TASK LIST
(1) In the post on Highland Heights sign permits, who is the only official authorized to approve sign permit applications and issue sign permits?
(2) Carry on the post about Highland Heights sign permits, picking up after its final sentence.

TEXT SHOWN
--- Start ---
Friday, February 17, 2012

Planning & Zoning Commission: Loose Cannons on Deck?


Last Monday , the Highland Heights Planning & Zoning Commission approved a “ leasing” sign for a non-existent retail development. ....What’s up with that?

SIGNS IN HIGHLAND HEIGHTS: THE BACKSTORY

Last year Highland Heights updated its sign ordinances. They are pretty detailed and impose different requirements depending on the type of sign and type of property involved.  Only political signs are exempt, for First Amendment reasons.

Anyone wanting to put up a non-political sign in the city must: 1) go the building department; 2) submit an application; 3) pay a fee; and 4) obtain a permit from the Building Commissioner.  The Commissioner is the only one authorized to approve sign permit applications and issue sign permits. 

According to Ordinance 1145.02(27), all sign permit applications must be signed by the owner of the property where the sign is to be erected. There is one exception for “tenants;” they can apply for a sign as long as they provide “written consent of the owner of the building, structure or land to which or on which the sign is to be erected” (1145.13(6)). 

The Planning & Zoning Commission (P&Z) usually isn’t involved in the sign permitting process, and when it is involved it has a very limited role. 

P&Z’s involvement isn’t triggered until after a sign permit application is filed; the application determines whether or not P&Z approval is necessary for the issuance of a sign permit.
For example, if a property owner wants to install both free-standing and attached signs on his or her property, Ordinance 1145.13(b) states that P&Z must determine,
the necessity for (the) free-standing sign to the conduct of the business, profession or commercial activity on the site in deference to or in addition to an attached sign prior to issuance of a permit.”
Likewise, P&Z approval is required if the requested sign will violate the city’s Zoning and Building Codes. The standard for granting a variance is a pretty high one. P&Z can only grant variances “in instances of unnecessary hardship” (Ordinance 1113.01). Section 1113.04 requires at least 10 day’s prior notice and a public hearing before P&Z can act on variance requests.

Under the city’s statutory scheme, P&Z has no business getting involved with a sign request unless and until a properly authorized sign application has been filed with the city, and then its role is limited to voting up or down on a dual sign or sign-related variance requests. 

At least, that’s how it’s supposed to work.
--- End ---
(Data items)
--- Start ---
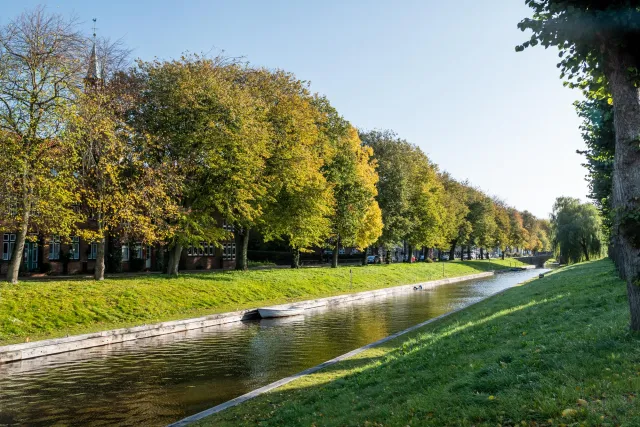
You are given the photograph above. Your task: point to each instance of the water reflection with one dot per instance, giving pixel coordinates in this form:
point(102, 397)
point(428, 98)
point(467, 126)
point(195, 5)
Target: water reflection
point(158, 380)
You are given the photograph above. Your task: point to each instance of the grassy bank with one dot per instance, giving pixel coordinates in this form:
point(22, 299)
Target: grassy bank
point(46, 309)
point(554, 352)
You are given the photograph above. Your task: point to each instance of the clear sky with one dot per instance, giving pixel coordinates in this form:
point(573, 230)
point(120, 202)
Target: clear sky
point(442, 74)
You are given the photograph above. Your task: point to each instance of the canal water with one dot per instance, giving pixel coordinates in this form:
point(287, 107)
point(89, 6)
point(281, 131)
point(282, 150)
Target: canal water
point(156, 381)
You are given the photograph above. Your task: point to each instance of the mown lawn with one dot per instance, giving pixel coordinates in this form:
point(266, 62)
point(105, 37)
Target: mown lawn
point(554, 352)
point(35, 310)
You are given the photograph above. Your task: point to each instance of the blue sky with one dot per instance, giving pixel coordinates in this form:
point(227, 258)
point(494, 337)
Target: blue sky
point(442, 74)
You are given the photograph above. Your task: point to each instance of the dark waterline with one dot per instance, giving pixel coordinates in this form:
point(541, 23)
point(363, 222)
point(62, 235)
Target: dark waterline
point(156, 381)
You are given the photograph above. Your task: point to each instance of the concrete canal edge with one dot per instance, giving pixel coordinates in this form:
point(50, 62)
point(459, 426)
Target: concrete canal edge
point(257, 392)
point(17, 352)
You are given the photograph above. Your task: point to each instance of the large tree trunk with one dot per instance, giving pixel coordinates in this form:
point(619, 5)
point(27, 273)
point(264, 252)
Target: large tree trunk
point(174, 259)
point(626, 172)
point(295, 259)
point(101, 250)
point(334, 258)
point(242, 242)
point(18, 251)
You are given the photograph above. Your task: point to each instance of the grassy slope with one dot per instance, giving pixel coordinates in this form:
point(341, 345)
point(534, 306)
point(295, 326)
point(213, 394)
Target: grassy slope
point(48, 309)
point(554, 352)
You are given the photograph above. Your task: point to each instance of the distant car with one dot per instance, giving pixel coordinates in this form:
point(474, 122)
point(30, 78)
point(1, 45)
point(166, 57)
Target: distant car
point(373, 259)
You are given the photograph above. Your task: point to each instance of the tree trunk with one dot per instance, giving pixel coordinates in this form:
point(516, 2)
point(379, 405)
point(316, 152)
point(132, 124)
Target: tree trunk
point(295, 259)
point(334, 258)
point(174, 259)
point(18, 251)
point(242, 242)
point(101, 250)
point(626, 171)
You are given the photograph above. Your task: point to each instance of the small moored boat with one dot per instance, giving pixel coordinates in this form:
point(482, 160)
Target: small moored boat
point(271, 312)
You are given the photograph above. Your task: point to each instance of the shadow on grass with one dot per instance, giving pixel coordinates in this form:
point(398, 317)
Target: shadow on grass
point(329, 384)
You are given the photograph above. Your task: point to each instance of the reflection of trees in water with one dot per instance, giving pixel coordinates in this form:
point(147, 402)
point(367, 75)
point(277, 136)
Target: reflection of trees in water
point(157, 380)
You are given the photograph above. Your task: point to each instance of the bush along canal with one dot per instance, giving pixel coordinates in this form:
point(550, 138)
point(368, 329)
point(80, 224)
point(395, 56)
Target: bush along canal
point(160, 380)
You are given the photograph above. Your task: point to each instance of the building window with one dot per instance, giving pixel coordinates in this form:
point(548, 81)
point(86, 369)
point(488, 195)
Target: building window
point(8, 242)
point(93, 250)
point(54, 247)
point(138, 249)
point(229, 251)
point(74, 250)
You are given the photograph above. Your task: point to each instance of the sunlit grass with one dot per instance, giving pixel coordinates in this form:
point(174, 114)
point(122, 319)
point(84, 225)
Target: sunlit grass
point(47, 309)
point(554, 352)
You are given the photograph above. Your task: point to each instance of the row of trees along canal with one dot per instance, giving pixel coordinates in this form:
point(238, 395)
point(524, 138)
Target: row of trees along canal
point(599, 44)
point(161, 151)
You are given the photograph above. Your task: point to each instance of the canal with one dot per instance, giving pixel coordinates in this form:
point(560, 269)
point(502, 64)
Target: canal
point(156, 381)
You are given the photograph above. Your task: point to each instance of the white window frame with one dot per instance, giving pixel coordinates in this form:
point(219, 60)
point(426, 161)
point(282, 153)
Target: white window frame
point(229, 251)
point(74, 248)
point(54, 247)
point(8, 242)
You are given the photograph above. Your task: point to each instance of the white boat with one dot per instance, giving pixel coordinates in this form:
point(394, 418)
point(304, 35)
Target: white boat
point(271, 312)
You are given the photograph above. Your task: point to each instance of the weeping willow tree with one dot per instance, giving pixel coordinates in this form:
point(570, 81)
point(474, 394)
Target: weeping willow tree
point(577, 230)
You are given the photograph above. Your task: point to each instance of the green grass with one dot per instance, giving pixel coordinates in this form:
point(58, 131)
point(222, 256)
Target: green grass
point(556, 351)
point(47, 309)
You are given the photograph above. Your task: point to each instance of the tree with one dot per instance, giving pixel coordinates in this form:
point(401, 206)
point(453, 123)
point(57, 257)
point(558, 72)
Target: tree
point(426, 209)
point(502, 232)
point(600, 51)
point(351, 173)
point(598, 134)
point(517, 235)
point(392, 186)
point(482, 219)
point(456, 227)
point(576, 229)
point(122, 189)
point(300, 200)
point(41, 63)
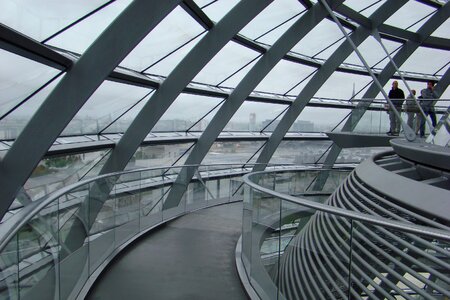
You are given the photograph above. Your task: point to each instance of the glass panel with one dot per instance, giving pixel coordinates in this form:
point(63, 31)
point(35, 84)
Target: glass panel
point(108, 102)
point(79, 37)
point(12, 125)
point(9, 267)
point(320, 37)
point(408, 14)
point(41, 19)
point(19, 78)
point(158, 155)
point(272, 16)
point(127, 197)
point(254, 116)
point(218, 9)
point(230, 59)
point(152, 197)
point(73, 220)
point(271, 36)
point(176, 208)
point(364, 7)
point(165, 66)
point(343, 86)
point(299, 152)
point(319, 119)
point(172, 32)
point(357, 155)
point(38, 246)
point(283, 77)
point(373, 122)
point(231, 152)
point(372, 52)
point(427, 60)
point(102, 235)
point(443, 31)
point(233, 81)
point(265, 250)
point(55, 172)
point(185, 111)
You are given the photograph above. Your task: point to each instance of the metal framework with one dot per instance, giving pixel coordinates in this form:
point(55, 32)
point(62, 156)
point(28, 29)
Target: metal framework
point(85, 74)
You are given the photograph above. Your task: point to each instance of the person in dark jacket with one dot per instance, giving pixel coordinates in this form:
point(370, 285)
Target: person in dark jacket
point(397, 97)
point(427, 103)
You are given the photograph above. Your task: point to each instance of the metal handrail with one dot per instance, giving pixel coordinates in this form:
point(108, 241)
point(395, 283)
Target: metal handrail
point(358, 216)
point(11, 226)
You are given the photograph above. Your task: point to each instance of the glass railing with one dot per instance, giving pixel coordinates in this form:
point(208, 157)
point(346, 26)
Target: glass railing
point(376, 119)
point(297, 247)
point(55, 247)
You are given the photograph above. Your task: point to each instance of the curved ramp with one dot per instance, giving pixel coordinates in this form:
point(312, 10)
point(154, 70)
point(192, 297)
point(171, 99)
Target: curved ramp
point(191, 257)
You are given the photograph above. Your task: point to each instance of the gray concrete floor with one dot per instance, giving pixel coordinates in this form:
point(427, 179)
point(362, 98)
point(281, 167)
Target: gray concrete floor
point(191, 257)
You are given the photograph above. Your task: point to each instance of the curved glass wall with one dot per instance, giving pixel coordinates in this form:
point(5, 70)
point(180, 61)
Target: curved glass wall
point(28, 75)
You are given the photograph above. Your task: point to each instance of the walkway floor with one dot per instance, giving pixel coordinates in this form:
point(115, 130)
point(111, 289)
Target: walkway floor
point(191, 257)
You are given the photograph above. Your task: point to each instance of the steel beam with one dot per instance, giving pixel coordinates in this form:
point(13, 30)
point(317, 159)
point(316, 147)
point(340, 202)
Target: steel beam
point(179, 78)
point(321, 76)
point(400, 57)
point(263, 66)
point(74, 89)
--- End ---
--- Start ---
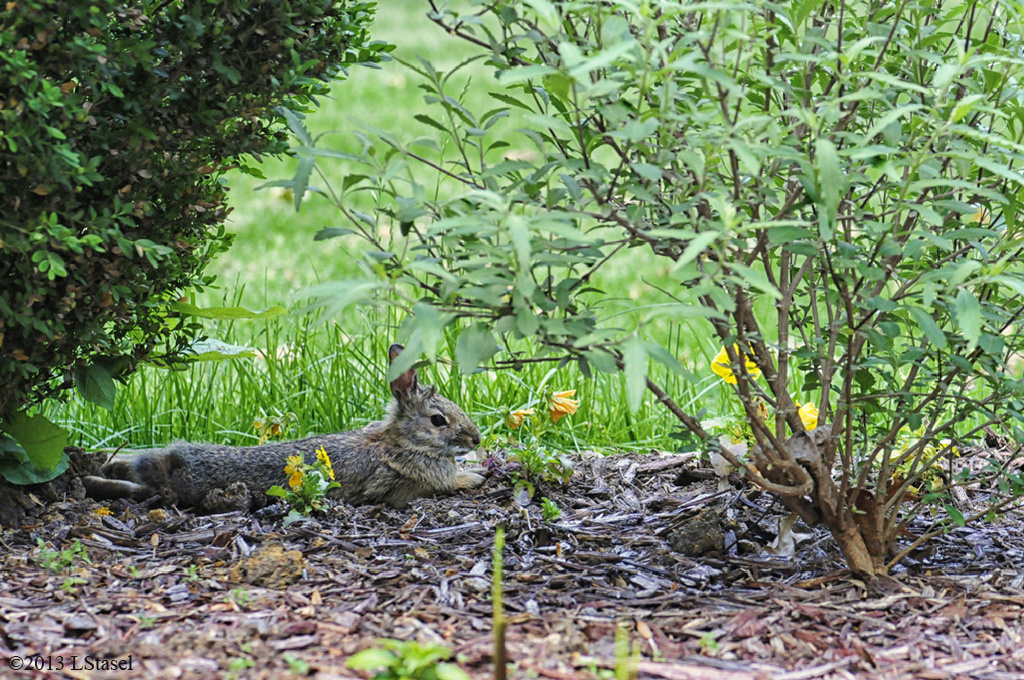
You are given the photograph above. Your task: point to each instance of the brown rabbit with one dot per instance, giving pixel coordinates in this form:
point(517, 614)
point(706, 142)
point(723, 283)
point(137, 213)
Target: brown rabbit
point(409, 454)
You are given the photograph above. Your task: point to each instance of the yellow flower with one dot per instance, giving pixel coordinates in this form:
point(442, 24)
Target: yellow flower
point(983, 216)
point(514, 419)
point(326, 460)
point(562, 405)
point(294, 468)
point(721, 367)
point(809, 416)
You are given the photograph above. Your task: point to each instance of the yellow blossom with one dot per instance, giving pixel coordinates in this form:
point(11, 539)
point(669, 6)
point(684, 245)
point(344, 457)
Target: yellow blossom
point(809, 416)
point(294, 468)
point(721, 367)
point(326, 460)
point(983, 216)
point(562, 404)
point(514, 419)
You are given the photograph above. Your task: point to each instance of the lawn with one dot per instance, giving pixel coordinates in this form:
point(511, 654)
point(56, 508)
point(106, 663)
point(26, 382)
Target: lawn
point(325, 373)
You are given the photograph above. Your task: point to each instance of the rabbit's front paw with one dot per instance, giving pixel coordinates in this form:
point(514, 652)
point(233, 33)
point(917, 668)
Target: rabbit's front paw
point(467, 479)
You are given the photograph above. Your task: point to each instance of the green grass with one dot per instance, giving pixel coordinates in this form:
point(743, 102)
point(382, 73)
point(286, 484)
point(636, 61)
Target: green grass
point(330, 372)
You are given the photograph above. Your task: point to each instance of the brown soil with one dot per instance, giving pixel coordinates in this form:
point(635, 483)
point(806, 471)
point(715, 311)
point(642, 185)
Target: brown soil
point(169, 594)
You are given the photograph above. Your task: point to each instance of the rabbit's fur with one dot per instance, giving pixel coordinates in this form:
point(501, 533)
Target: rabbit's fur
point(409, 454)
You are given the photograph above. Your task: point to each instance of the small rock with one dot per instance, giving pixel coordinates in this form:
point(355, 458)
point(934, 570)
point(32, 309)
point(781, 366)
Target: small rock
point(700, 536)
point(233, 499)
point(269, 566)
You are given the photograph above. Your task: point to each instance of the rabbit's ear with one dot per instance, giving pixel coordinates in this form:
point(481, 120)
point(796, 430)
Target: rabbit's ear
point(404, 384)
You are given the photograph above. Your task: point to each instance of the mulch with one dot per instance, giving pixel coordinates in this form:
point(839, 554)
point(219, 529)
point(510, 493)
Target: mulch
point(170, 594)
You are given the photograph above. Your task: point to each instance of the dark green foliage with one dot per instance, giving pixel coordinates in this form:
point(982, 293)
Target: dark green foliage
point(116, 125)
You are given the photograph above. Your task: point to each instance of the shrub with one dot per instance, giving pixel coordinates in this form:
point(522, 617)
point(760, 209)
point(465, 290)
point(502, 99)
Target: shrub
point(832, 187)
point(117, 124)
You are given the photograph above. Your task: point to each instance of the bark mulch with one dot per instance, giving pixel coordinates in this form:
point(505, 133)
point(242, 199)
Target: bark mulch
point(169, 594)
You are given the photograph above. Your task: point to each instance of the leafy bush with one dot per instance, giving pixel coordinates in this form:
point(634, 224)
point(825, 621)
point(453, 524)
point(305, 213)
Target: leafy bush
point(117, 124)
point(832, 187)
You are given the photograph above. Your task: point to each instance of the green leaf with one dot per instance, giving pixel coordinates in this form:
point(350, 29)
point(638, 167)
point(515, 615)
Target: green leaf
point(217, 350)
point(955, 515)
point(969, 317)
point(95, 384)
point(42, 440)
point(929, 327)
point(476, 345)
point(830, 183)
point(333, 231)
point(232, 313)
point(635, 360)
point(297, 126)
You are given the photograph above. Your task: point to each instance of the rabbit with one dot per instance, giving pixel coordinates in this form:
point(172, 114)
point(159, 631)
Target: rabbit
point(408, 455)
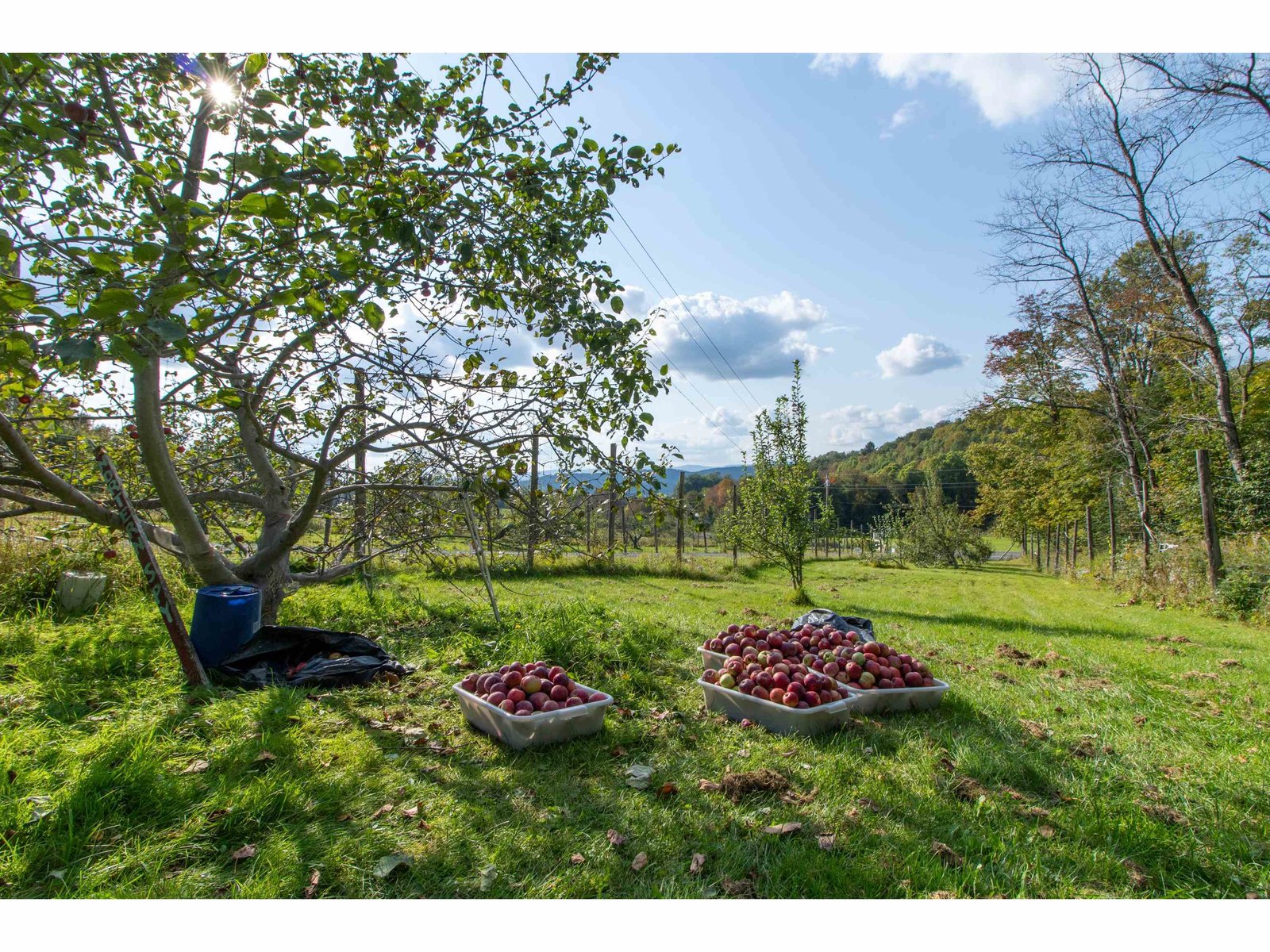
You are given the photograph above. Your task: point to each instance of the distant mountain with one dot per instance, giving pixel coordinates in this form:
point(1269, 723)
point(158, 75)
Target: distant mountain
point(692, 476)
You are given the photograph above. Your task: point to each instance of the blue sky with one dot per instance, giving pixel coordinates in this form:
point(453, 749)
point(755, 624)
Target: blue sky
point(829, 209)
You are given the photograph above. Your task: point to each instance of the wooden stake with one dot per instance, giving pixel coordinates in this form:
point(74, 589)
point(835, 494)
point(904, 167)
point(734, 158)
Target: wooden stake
--- End ---
ANSWERS PER TASK
(1) The Building Commissioner.

(2)
THE CONTROVERSY
P&Z’s February 13th agenda contained this item:
3.      The Shoppes at Brainard Crossing, 5612 Wilson Mills
 Review Request for Variance for a Proposed Construction Sign;
Schedule Public Hearing

The agenda didn’t disclose who made the request (developer Lance Osborne) or specifically identify that pertained to the Catalano’s property.  (It turns out that “The Shoppes at Brainard Crossing” is what Osborne calls his proposed mega Get-Go development----which is kind of funny, given that the first sign that everyone will see will be a huge “Get-Go” sign, should the development come to pass.)

Anyone looking at the P&Z agenda would (quite properly) have figured that they would have a chance to weigh in on Osborne’s sign request at an upcoming public hearing.

They might have thought that, but they would have been wrong.

Councilman Bob Mastrangelo---Council’s representative on P&Z---reported at the February 14th Council meeting that  Osborne decided to drop his variance request.
Although that should have ended P&Z’s involvement, Mastrangelo said that P&Z nevertheless went ahead, took a vote and:
“…approved a sign for the Shoppes at Brainard. It’s not a construction sign.  P&Z approved a (4 foot by 8 foot) leasing sign.”
 Mastrangelo indicated that the sign’s purpose is really political: it's a way of communicating with residents with regard to the as-yet undetermined “Get-Go” related zoning issue that will appear on the November 2012 ballot.

That certainly makes more sense than calling it a "leasing sign," especially given that there are no developed retail spaces actually available for rent on the Catalano’s property.

P&Z: LOOSE CANNONS ON DECK

After the Council meeting, I asked Building Commissioner Dale Grabfelder for a copy of Osborne’s sign permit application.  Grabfelder responded on February 16th:
“I do not as of this time have a permit application for the sign. Mr. Osborne has not submitted plans yet for permits.”
 Wow. So that means P&Z acted like a loose cannon on deck, with developer Lance Osborne at the helm, steering the boat.

 P&Z didn’t have the authority to consider Osborne’s sign request because: 1) Osborne doesn’t own the Catalano’s property; and 2) even if he did, he never submitted a sign permit application to the Building Commissioner, which is what kicks off the permitting process to begin with.  In addition, once Osborne dropped his variance request, any excuse for P&Z involvement ended.

Yet P&Z went ahead and “approved” Osborne’s purported “leasing” sign anyway.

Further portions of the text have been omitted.